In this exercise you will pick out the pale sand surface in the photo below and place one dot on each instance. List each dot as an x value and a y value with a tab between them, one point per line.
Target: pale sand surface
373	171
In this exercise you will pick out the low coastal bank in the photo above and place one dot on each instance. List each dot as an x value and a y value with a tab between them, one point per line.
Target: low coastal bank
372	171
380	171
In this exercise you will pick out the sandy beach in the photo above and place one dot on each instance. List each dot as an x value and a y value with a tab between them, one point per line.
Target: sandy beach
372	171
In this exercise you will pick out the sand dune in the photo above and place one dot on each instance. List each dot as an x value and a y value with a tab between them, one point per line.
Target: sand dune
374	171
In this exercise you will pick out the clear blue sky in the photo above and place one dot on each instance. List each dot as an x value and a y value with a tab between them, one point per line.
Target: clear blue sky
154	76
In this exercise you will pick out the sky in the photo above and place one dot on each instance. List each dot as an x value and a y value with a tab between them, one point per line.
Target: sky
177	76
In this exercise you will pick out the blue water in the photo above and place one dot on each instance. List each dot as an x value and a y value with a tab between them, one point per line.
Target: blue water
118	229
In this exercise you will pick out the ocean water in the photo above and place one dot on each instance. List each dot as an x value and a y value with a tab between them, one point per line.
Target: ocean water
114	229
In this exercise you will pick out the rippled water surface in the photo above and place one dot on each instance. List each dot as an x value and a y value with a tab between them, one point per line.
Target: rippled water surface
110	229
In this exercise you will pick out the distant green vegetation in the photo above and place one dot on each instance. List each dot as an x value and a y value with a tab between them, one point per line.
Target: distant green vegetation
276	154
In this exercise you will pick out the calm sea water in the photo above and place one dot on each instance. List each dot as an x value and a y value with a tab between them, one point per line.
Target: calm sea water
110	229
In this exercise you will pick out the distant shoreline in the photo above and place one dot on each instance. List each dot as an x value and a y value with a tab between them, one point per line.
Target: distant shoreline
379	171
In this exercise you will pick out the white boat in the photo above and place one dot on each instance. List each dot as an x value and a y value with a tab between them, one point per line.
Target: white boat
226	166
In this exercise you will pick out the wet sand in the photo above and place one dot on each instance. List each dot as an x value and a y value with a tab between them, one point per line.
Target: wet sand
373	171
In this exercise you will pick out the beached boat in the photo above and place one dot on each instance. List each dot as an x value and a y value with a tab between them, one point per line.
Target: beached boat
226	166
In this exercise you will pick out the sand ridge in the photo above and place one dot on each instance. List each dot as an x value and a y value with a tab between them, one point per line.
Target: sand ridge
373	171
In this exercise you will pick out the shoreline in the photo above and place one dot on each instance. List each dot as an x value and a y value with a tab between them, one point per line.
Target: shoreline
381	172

:: DO THIS ::
Rewrite the material above, changing every "dot" to "marker" and leaving the rest untouched.

:: EXERCISE RESULT ::
In this exercise you will pick out the pale sand surface in the photo below and place one marker on each instance. List each marker as an x value and a y value with a tab between them, one point per line.
Target: pale sand surface
373	171
In this exercise you will pick out the low coastal bank in the photo above and place one marker on each instance. List each marker as an x value and a y value with a tab between them, one point per line.
Target: low coastal bank
372	171
380	171
In this exercise you will pick out the sandy beach in the photo above and place one marker on each instance. List each marker as an x value and a y value with a tab between them, one point per line.
Target: sandy beach
372	171
In this exercise you will pick out the sand dune in the photo above and place one marker on each instance. List each marker as an x value and a y value with a tab between them, one point per line.
Target: sand dune
374	171
In this exercise you will pick out the clear blue sky in the photo above and place one marker on each instance. List each marker as an x value and a y value with a tab between them, one point per line.
Target: clear blue sky
154	76
In this exercise you will pick out the sky in the photo above and place one marker on each instance. List each marker as an x value and a y value with a tab between them, one point per line.
Target: sky
177	76
In this exercise you will pick out the blue water in the photo above and place one marker on each instance. List each marker as an x value and a y value with a tab between them, one point per line.
Target: blue water
118	229
In this exercise you will pick out the ocean water in the photo above and place one marker on each instance. List each marker as an x value and a y value with a tab between them, one point per line.
Target: ocean water
114	229
In this exercise you will pick out the rippled water surface in the photo above and place one marker on each instance. List each marker as an x value and a y value with a tab between them, one point per line.
Target: rippled water surface
110	229
In this exercise you will pick out the distant green vegetation in the photo above and place one marker on each instance. List each marker as an x value and a y value with a tab between them, one point per line.
Target: distant green vegetation
276	154
In this exercise you will pick out the calm sea water in the photo above and place one marker on each instance. List each marker as an x value and a y value with a tab between them, one point per line.
Target: calm sea water
110	229
In this exercise you will pick out the distant shoreline in the photo above and place one marker on each instance. List each marker as an x value and a y value with a tab between them, one point per line.
Target: distant shoreline
379	171
In this exercise you will pick out the white boat in the photo above and place one marker on each instance. List each marker as an x value and a y value with a tab between them, one point per line.
Target: white boat
226	166
In this exercise you will pick out the wet sand in the photo above and place one marker on each instance. List each marker as an x value and a y value with a tab between them, one point per line.
Target: wet sand
373	171
In this exercise you will pick out the beached boat in the photo above and place one marker on each instance. List each marker as an x value and a y value with a tab between them, one point per line.
Target: beached boat
226	166
In this exercise you will pick out the sand ridge in the photo above and place one marker on each instance. List each marker as an x value and a y value with a tab between them, one point per line.
Target: sand ridge
373	171
In this exercise you will pick out the shoreline in the photo above and place one marker on each instance. List each marker as an x value and a y value with a tab between them, one point per line.
Target: shoreline
381	172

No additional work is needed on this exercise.